# Text under study
------------------------------------------------

Let's say I decide not to buy a car. That doesn't make my transportation needs disappear.
I might walk a lot, using sidewalks and streets built with tax dollars, the same byways I'd pound if I rode a bicycle.
I might use city buses or trains, which are subsidized by public dollars.
I might bum rides from friends.
It might look like I'm not participating in our great automobile-driven society. But I'm simply making other choices, which someone is underwriting, not always me.
Or say I do buy a car -- but don't, for whatever reason, purchase required insurance.
If I cause a wreck, I might pay the other driver's expenses out of pocket. But if I can't afford it, the other driver's insurer gets the bill. And someone's premium probably goes up. Though not mine, ha, ha, because I've refused to participate in the government directive.
It's a fallacy to think that individuals who don't pay to play in a major economic activities have no impact and thus shouldn't be forced to get in the game.
Opponents of the new health care law argue that it's an unheard-of expansion of congressional power, an unconstitutional coercion.
Have they never heard of Social Security, which the Supreme Court upheld in 1937?
Health insurance isn't like chewing gum. If I don't buy gum, so what? If I don't buy health insurance, I've made an economic decision with costs and ramifications.
If I'm healthy, I risk that I won't need a doctor, but if I do, I'll be able to pay the bill myself. If I can't pay, maybe I can borrow money. Or maybe I can use the emergency room, and the costs will be absorbed by the hospital, passed on to paying patients or covered by government compensation to the hospital for charitable care.
Of course, if many healthy people take this route, sick people make up a larger proportion of those insured, which drives up everyone's premium to share the risk.
If I'm not so healthy and don't get insurance, chances are greater that I'll wait until I'm sicker to see a doctor, which will make my care more expensive. Or I might rely on a public clinic or ER, where tax dollars will end up paying for some or all of my treatment.
I'm not under the delusion that the new law will magically reduce my healthcare expenses. But it's easy to forget how much the system as it's been costs all of us.
The federal lawsuit that 13 state attorneys general filed Tuesday to challenge the Patient Protection and Affordable Care Act cites several grounds. The one Texas Attorney General Greg Abbott focused on in a recorded interview posted online by Texas Tribune was the "individual mandate."
The new law requires Americans who don't already have health insurance to get it if it's available and affordable -- or pay a tax. The insurance companies wanted this provision if they also were going to have to cover those, including children, with pre-existing conditions.

------------------------------------------------

# Data extract
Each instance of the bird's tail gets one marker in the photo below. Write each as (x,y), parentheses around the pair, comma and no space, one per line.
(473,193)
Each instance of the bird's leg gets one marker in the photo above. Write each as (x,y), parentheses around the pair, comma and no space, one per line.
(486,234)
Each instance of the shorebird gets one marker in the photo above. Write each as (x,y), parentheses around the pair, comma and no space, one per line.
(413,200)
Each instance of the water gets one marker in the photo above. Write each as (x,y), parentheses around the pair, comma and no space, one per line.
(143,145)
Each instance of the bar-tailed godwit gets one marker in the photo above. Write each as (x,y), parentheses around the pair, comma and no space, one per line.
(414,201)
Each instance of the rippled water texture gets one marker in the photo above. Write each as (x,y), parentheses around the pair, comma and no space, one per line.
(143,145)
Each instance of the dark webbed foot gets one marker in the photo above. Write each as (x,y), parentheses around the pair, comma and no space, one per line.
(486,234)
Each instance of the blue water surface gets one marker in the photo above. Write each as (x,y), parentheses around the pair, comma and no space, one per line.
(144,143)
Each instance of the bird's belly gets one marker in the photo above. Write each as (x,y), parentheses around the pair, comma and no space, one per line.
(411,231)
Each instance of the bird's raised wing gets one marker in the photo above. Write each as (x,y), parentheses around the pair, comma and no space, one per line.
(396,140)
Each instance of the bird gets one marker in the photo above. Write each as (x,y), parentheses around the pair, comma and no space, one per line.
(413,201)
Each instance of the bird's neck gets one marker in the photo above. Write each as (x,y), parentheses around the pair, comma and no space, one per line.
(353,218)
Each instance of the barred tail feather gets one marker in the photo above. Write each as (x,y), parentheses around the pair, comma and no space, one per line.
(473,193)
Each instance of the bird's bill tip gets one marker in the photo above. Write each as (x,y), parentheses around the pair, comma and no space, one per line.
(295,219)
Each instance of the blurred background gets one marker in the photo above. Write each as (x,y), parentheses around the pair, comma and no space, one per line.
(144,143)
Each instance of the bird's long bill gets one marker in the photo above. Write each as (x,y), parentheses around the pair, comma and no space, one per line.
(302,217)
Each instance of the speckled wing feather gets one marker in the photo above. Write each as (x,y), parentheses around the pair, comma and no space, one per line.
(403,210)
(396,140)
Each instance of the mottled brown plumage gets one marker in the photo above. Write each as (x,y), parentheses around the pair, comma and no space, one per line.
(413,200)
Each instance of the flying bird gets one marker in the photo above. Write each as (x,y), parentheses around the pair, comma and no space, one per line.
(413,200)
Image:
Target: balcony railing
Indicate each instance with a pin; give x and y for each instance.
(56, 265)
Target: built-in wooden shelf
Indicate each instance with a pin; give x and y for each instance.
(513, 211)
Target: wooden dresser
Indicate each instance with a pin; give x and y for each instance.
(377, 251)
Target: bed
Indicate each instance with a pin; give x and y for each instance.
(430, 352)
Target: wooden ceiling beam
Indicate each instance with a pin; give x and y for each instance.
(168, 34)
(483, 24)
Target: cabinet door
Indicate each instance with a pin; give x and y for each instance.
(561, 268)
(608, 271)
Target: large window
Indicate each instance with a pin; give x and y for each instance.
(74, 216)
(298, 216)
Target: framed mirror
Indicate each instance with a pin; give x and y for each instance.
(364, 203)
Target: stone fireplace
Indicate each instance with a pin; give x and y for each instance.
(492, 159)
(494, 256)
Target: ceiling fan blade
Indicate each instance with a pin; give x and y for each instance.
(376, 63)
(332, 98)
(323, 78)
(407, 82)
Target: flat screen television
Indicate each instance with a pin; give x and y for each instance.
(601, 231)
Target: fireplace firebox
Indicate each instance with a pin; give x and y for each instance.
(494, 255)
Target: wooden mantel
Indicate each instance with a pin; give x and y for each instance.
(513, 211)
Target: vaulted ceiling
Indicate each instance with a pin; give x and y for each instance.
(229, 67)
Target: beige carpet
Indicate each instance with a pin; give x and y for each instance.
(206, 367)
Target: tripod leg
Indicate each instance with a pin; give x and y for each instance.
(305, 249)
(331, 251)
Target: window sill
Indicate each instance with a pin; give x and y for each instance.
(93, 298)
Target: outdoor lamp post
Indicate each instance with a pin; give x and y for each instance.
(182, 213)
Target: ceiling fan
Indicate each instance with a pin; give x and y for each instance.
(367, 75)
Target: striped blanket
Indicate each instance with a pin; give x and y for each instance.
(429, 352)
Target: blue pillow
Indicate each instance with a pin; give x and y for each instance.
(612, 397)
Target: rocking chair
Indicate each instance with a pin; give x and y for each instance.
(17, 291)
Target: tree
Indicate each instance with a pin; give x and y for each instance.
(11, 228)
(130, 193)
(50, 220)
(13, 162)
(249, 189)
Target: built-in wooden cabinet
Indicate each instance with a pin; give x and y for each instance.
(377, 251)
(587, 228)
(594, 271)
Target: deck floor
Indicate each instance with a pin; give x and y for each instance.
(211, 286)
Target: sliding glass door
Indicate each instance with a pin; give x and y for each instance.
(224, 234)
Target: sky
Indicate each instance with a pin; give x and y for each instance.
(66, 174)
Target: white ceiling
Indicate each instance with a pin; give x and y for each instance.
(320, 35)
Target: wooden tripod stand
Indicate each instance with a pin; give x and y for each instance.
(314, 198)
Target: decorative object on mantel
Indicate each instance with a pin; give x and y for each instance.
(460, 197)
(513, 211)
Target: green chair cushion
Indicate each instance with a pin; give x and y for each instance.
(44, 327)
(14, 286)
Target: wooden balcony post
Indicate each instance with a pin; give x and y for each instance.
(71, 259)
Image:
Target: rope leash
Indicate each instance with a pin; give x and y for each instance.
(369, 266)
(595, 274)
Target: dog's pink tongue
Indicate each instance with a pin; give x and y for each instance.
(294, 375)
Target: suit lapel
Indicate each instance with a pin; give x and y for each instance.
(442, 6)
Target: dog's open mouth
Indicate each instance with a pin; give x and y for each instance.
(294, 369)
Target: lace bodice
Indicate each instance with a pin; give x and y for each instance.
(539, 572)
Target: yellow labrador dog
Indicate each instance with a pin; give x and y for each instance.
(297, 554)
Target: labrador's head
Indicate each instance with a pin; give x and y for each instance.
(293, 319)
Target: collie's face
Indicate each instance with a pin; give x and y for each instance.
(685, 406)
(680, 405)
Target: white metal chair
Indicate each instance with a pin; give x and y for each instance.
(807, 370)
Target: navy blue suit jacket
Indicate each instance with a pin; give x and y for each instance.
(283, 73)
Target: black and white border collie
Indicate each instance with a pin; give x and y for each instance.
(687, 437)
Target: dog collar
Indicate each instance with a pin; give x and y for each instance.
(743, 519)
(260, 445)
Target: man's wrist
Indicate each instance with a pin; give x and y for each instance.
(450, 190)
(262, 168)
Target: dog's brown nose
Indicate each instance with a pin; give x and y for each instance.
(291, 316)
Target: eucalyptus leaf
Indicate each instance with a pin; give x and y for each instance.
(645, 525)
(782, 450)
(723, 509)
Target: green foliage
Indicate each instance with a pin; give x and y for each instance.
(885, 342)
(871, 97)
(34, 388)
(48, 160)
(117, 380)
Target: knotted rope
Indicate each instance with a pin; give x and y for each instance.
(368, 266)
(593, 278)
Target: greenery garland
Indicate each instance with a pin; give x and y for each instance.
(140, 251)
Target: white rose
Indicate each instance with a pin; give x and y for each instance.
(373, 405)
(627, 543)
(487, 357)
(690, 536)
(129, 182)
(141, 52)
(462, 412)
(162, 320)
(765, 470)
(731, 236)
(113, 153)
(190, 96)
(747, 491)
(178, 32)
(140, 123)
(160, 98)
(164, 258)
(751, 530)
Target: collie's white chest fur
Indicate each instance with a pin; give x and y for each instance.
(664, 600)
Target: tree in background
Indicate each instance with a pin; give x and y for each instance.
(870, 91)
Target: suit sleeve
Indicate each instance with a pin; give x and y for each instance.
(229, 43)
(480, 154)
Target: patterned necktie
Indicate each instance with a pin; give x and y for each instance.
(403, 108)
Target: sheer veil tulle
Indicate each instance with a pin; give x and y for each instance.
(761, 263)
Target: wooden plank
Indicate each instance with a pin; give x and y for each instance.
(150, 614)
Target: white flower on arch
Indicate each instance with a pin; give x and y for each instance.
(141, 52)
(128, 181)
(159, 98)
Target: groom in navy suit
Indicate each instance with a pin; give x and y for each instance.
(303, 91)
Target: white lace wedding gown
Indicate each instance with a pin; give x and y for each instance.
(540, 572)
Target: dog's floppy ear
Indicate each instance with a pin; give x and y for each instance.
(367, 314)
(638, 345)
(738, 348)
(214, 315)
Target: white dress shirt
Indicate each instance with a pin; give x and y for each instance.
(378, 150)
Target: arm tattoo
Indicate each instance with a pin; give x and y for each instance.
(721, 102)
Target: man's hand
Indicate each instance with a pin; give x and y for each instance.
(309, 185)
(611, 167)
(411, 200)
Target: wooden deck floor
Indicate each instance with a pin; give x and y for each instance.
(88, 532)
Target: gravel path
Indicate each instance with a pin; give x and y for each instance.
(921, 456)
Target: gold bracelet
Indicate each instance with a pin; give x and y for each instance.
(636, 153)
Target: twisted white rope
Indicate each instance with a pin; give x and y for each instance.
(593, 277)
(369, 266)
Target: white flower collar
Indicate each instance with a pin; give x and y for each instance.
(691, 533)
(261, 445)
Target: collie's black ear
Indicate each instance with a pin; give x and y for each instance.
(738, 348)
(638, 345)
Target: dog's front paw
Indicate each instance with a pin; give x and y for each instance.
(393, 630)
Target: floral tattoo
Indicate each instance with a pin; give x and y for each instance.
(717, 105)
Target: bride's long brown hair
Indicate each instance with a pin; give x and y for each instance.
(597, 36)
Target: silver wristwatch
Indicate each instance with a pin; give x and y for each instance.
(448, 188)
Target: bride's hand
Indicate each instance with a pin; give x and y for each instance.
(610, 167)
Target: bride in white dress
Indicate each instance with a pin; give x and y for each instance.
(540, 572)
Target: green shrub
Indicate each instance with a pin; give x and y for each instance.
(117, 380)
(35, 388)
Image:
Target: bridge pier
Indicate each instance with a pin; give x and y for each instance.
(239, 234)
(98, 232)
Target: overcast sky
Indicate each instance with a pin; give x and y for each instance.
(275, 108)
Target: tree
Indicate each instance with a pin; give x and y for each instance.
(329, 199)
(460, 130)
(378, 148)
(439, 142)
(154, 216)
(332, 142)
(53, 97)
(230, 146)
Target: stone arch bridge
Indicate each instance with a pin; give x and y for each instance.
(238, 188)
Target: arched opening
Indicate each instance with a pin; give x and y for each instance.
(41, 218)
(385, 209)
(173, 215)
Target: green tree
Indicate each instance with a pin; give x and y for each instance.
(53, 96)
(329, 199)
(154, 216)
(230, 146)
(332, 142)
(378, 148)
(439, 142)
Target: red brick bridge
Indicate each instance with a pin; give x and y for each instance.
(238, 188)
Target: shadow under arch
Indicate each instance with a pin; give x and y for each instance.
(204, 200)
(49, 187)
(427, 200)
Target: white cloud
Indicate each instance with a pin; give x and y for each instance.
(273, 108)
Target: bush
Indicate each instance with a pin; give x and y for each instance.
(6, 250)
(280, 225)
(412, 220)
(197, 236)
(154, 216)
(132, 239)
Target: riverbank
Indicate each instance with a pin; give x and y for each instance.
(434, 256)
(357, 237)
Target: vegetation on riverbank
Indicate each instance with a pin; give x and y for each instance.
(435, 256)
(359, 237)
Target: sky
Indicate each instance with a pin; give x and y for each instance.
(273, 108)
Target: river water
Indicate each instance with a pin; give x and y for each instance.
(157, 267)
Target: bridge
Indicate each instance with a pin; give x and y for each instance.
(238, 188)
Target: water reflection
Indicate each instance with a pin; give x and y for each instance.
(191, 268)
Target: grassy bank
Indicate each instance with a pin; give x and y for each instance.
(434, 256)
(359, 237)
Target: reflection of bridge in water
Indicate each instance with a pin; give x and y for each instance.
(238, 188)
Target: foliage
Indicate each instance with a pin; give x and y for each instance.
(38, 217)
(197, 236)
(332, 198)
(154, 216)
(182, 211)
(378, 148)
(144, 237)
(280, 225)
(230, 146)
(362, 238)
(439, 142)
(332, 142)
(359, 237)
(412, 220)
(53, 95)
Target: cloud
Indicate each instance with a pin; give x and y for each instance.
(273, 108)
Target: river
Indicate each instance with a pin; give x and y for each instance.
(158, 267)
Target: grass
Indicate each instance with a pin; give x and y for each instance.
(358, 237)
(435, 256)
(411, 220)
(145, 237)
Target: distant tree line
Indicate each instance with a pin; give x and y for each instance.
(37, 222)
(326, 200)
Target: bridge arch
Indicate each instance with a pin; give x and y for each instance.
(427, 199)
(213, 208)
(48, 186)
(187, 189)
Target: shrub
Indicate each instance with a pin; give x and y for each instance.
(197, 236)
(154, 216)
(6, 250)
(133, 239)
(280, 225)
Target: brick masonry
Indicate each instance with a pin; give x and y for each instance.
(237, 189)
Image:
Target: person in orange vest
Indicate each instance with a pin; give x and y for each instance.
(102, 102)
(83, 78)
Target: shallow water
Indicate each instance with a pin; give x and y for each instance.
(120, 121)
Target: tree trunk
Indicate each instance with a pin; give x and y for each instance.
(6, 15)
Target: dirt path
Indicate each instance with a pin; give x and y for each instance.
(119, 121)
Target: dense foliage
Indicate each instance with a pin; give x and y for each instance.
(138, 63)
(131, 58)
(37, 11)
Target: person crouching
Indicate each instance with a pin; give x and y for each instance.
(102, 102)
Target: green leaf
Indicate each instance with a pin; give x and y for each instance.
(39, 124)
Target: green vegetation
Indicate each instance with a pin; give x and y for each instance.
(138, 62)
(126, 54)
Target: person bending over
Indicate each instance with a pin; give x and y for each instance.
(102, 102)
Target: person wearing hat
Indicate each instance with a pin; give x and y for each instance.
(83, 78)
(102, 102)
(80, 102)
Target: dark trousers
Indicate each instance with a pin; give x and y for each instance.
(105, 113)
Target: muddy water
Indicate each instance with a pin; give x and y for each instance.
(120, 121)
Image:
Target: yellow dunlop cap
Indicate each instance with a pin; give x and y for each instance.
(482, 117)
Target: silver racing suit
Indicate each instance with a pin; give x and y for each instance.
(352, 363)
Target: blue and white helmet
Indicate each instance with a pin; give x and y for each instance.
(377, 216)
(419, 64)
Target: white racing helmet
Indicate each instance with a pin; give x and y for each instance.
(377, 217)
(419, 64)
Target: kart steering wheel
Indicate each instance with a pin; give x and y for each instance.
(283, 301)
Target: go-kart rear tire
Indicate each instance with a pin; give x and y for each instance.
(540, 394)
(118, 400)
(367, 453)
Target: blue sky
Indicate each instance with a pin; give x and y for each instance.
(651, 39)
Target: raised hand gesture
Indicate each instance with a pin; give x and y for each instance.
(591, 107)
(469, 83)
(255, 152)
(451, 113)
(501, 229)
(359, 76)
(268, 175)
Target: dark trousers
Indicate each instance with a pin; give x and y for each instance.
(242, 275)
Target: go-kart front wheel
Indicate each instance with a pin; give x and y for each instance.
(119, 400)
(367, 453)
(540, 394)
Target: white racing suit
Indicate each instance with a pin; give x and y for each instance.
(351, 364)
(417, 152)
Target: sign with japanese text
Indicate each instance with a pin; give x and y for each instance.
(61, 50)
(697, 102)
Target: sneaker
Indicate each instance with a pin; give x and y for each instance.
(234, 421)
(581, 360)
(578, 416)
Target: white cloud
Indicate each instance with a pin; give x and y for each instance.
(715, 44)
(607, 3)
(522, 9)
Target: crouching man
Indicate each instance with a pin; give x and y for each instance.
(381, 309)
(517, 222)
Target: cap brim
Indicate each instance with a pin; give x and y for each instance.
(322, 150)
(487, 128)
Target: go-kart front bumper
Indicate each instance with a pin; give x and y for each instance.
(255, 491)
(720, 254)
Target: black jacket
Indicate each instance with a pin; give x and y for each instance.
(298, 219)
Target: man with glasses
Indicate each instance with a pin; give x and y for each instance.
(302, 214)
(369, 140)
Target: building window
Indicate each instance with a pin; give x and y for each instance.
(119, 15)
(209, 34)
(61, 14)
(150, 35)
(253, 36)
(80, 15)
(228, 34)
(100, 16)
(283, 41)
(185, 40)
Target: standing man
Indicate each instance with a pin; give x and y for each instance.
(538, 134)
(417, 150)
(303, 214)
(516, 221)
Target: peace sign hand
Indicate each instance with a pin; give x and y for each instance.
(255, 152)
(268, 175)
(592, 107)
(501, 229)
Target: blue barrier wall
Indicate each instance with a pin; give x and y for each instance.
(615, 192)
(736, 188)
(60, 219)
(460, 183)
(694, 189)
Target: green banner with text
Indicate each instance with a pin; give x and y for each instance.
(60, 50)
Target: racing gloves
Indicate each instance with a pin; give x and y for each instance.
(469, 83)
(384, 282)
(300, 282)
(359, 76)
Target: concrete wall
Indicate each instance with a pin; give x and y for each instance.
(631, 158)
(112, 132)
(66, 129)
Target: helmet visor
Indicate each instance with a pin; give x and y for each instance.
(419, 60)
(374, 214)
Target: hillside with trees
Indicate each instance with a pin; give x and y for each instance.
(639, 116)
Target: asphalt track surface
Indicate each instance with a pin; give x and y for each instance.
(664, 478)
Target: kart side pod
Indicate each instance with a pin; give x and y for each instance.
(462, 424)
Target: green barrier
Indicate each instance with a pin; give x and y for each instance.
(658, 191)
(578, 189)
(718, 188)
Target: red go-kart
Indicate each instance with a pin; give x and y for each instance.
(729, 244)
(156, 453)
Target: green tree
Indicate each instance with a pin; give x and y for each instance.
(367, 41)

------------------------------------------------

# What to do
In the text above about the new health care law, how many state attorneys general filed the federal lawsuit challenging it?

# Output of the task
Thirteen state attorneys general filed the lawsuit.